:: DATASET EXTRACT ::

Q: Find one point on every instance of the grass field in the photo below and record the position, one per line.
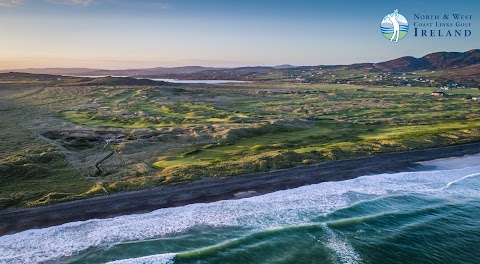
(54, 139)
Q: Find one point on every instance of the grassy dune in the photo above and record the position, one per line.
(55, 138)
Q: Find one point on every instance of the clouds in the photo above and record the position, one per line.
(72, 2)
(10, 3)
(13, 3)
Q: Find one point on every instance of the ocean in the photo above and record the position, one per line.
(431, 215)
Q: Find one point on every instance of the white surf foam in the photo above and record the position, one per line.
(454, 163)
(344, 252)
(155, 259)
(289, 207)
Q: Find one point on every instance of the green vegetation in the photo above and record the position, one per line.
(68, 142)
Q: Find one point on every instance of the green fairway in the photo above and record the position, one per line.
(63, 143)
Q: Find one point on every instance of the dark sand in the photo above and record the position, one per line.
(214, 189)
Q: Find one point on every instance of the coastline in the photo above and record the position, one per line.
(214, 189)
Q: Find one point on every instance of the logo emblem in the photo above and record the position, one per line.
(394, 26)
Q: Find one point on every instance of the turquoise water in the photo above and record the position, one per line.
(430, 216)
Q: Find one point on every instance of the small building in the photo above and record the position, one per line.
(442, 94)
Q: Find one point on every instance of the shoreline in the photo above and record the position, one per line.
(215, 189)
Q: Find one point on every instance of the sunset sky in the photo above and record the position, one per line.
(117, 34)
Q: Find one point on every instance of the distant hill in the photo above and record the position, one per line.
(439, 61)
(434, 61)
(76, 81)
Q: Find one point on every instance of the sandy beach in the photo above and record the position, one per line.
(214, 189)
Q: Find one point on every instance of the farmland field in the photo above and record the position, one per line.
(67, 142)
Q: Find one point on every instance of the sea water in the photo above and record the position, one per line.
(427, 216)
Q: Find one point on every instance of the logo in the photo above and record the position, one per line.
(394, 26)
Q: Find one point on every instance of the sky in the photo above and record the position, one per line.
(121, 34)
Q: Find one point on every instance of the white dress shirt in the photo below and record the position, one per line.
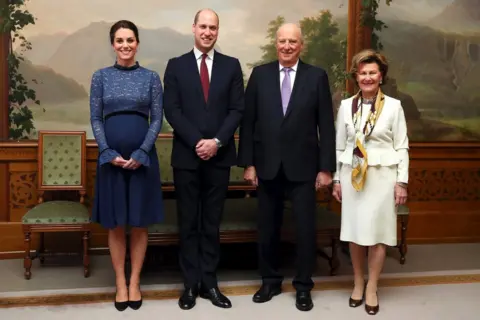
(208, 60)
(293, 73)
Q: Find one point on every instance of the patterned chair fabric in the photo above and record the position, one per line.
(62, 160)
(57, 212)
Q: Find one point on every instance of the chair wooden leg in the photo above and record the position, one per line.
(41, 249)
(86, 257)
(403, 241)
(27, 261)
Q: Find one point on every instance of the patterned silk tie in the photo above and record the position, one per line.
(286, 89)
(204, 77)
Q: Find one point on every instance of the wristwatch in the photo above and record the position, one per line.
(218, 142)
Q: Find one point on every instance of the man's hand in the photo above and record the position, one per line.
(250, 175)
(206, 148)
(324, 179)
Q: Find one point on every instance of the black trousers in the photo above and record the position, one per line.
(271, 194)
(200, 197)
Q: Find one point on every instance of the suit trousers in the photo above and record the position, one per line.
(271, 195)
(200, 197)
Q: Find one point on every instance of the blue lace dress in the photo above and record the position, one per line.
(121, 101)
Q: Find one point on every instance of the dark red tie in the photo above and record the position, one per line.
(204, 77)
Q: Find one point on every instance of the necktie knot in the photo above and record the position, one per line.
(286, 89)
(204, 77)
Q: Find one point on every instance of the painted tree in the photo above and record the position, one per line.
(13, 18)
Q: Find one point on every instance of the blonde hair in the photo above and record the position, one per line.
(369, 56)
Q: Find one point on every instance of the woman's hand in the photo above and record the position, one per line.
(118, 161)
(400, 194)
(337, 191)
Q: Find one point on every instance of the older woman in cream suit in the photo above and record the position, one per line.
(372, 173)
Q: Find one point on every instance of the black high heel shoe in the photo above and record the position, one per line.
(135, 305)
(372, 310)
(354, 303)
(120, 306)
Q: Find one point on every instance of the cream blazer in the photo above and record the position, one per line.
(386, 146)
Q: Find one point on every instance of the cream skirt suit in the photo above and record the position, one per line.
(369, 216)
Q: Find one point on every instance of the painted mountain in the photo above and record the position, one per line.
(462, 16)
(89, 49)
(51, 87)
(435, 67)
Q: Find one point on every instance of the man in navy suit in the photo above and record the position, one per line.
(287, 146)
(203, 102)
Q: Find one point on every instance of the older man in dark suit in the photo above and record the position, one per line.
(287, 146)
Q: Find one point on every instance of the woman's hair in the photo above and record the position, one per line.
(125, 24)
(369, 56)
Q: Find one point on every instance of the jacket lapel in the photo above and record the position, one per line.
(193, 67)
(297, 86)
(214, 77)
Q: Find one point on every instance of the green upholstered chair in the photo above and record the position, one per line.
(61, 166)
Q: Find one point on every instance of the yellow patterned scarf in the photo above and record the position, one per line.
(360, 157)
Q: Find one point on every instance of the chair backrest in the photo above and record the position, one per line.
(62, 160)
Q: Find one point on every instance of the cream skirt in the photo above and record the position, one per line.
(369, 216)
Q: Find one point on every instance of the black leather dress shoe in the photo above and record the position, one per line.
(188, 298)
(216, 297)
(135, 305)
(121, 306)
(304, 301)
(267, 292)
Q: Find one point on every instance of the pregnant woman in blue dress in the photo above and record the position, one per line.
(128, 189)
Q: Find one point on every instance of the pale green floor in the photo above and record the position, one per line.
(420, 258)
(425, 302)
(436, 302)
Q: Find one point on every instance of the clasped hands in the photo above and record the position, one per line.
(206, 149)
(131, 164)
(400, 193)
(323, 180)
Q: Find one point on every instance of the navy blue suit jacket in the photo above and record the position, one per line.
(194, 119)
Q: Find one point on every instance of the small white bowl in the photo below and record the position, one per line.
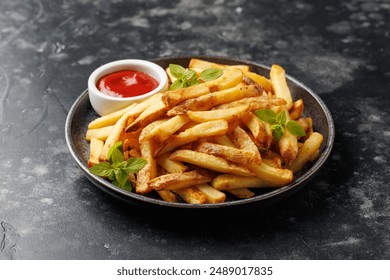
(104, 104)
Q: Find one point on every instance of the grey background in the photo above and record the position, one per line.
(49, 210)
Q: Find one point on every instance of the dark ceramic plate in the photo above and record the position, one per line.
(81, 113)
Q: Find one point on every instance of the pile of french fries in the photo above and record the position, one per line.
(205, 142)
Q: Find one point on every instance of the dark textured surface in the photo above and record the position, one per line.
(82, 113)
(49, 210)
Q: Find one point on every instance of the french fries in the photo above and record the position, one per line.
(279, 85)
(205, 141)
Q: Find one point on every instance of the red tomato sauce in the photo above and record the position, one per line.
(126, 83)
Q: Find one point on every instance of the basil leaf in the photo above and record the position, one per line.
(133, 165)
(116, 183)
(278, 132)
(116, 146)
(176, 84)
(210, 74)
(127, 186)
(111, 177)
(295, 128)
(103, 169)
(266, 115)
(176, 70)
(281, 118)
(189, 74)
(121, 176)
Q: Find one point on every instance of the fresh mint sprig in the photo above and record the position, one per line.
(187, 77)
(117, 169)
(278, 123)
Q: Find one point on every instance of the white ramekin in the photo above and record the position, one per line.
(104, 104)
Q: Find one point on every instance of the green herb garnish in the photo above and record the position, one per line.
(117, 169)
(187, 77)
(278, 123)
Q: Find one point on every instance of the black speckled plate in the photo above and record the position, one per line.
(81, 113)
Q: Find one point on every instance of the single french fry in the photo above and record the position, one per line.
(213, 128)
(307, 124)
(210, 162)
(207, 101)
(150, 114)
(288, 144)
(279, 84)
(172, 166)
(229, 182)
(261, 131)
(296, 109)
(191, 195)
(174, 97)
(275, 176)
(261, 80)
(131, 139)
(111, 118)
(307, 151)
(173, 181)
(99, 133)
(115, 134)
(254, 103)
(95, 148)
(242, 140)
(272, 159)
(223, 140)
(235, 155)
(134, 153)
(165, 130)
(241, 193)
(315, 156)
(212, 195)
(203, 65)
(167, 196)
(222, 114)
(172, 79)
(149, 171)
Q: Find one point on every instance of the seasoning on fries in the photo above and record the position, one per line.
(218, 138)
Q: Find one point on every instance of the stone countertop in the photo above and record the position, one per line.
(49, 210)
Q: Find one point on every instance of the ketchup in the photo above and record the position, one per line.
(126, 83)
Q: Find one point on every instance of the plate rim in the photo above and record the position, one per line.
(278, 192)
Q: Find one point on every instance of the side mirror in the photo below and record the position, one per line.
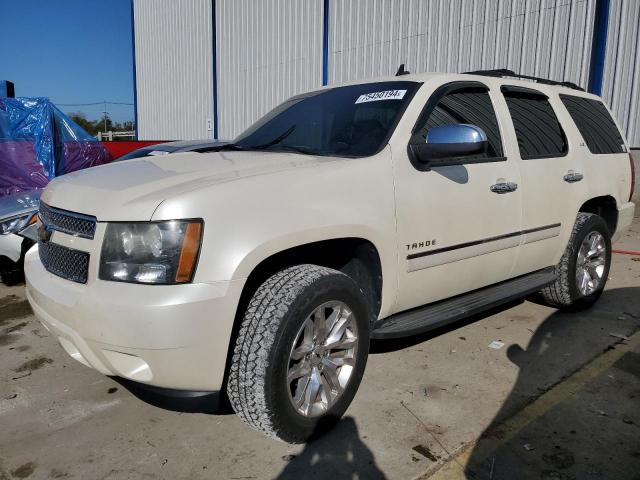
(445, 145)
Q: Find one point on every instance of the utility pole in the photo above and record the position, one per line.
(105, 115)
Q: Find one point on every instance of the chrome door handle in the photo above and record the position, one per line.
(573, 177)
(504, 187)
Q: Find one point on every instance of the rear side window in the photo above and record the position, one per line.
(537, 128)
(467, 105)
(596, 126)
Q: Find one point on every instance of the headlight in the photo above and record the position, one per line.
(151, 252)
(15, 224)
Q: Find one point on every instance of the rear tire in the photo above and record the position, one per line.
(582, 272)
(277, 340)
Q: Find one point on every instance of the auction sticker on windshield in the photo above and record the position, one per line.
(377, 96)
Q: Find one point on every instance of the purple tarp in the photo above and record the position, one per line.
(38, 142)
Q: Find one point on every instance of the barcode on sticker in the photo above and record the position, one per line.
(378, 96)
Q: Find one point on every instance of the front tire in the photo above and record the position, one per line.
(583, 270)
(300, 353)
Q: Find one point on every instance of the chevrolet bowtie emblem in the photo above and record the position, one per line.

:::

Reproduce exactly the line containing "Q: Find one point on every instance of the purple" and every line after it through the end of the records above, and nothing else.

Q: Find one point on every instance of the purple tarp in the photo above and record the position, one per line.
(38, 142)
Q: Find one point on every instance of the barcode on sticker in the photo above and record the position, one per line.
(378, 96)
Q: Find one point on every instance of the front tire in the photo above and record the position, one per line.
(583, 270)
(300, 353)
Q: Find one point on every instance of the chevrolet bowtie emblem in the photo above and record the position, one per line.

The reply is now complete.